Stated problem
Rescale the lines below and write them all out again, requests included. Multiply every bounding-box coordinate in the answers by 0.7 and round each result to a whole number, with halves rounded up. Leave the pictures out.

Entries
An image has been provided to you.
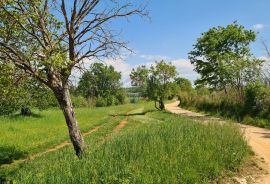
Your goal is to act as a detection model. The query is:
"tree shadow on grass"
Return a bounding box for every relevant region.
[110,110,157,117]
[3,113,43,121]
[0,145,28,166]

Response for this exercise
An image has been provided to you.
Your goal is to act as a detection model. The query is:
"tree shadow on grass"
Return a bounding box for every relevant region.
[77,77,110,82]
[2,79,30,85]
[0,102,20,116]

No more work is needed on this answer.